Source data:
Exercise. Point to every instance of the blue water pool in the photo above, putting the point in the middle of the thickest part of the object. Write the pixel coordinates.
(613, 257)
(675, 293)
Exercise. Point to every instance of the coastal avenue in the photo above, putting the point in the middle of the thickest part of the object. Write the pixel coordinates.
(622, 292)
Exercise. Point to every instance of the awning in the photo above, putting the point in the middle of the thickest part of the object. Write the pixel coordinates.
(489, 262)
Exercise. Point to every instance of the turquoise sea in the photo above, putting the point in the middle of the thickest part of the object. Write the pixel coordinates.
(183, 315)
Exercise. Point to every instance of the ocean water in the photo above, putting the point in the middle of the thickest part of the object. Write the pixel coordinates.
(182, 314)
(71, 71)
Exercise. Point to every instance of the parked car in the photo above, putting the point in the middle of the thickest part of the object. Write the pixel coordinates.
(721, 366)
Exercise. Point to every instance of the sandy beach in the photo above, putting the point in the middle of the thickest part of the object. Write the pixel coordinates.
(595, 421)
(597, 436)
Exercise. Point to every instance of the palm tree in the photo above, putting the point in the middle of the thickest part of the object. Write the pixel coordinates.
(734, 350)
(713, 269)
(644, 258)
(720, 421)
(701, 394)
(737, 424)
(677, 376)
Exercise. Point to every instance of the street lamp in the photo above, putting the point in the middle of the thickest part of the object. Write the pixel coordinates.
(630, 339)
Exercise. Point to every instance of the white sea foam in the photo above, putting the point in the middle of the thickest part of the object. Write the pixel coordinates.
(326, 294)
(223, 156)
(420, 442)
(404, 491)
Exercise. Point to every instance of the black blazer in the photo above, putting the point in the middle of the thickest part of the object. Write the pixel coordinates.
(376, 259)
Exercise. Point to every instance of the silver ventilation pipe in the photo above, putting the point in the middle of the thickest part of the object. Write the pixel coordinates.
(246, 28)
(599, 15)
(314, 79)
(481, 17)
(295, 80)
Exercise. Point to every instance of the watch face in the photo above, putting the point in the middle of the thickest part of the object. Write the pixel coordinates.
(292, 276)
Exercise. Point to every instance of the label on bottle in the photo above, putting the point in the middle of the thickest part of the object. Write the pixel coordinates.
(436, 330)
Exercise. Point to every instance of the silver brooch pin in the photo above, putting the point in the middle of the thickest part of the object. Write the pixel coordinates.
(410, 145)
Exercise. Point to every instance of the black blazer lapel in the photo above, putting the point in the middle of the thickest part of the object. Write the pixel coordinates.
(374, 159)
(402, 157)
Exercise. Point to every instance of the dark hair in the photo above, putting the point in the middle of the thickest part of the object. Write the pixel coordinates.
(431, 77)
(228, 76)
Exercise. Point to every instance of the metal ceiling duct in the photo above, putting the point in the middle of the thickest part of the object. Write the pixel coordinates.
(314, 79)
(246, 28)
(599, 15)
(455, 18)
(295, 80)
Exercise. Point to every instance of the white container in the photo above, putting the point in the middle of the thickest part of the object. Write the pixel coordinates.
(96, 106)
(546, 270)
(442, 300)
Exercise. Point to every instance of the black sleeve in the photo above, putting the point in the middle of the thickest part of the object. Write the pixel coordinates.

(WRITTEN INSTRUCTION): Every line from the one containing "Exercise. Point to every instance of the silver brooch" through the last line of the entries must be written out verbatim, and no other line.

(OUTPUT FOR THIS TASK):
Exercise. Point to every instance of the silver brooch pin in the photo above, putting the point in the middle of the thickest part of the object. Write the pixel coordinates.
(410, 145)
Exercise. Point to every instance of the black blazer lapel in the photo above, putting the point in the middle of the thickest part of the object. Write the pixel coordinates.
(374, 159)
(402, 157)
Exercise. Point to every instance of the dark hair in the photo above, putting the point in the middle of the thickest part of the object. Write the pixel coordinates.
(431, 77)
(228, 76)
Exercise. Point to every instance of the metal ceiling duct in the photo above, putting the point in the middle of the thickest part of the object. Write the pixel coordinates.
(314, 79)
(246, 28)
(599, 15)
(455, 18)
(295, 80)
Exercise. Point to every instance of the white container in the photo above, putting the point in the middle of the thickest part of the object. Write the pixel coordinates.
(96, 106)
(546, 270)
(442, 300)
Exercise. Point to every instance of the black sleeve in the photo above, putting the point in the middle of the thickest part of the object. Write the pixel coordinates.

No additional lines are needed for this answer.